[Listing]
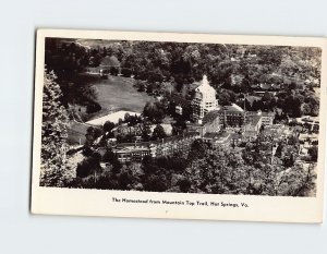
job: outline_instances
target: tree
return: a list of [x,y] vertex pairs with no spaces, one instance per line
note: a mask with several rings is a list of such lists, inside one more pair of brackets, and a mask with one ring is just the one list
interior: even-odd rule
[[165,138],[166,136],[167,136],[167,134],[165,132],[165,129],[160,124],[157,124],[154,130],[152,140],[157,141],[157,140]]
[[65,162],[69,119],[53,72],[44,72],[40,185],[62,186],[72,176]]

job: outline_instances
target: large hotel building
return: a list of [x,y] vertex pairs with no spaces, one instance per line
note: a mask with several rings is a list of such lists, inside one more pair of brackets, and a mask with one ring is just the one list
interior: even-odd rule
[[195,89],[195,96],[192,100],[192,120],[202,123],[202,119],[209,111],[218,109],[218,100],[216,99],[216,90],[209,85],[207,76],[204,75],[202,84]]

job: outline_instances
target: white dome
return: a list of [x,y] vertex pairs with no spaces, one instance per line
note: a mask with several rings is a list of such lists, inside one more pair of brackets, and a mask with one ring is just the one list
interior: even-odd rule
[[208,78],[206,75],[203,75],[203,80],[201,82],[201,85],[196,88],[196,92],[199,92],[202,94],[215,94],[216,90],[213,86],[209,85]]

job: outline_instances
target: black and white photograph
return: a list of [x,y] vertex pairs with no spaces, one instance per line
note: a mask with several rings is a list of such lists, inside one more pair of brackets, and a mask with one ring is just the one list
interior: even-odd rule
[[73,35],[38,44],[40,190],[161,205],[191,203],[135,195],[317,196],[320,45]]
[[40,185],[315,195],[320,48],[45,43]]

[Task details]
Quote in full the listing given above; the images are to be left out.

[Exercise answer]
job: outline_instances
target: tree
return: a list of [x,y] vertex pairs with no spaces, one instance per line
note: a mask with several rings is a list of such lists, inside one more pair of brackets, and a mask with one ring is just the one list
interior: even-odd rule
[[165,138],[166,136],[167,136],[167,134],[165,132],[165,129],[160,124],[157,124],[154,130],[152,140],[157,141],[157,140]]
[[65,162],[69,119],[53,72],[44,72],[40,185],[62,186],[72,176]]

job: outline_instances
target: large hotel building
return: a list of [x,y] vertex pairs with no spaces, one instance per line
note: a mask with several rings is a list of such lists, inside one more pair of brackets, and a mask with one ring is just the one list
interior: even-odd rule
[[195,89],[195,96],[192,100],[192,120],[202,123],[202,119],[209,111],[218,109],[218,100],[216,99],[216,90],[209,85],[207,76],[204,75],[202,84]]

job: outline_instances
target: white dome
return: a list of [x,y] vertex pairs with no spaces, one instance per line
note: a mask with several rings is a list of such lists, inside one more pair of brackets, and a mask with one ring is just the one list
interior: even-odd rule
[[208,78],[206,75],[203,75],[203,80],[201,82],[201,85],[196,88],[196,92],[199,92],[202,94],[215,94],[216,90],[213,86],[209,85]]

job: outline_instances
target: black and white photograph
return: a list of [x,y] vertex pairs with no spaces, one instance per line
note: a mask with several rings is a list of such lists, inside one more pair of brackets, and a mask with one ring is just the one list
interior: even-odd rule
[[73,35],[38,44],[40,190],[161,205],[191,203],[135,195],[317,196],[320,45]]
[[40,185],[315,195],[320,48],[45,43]]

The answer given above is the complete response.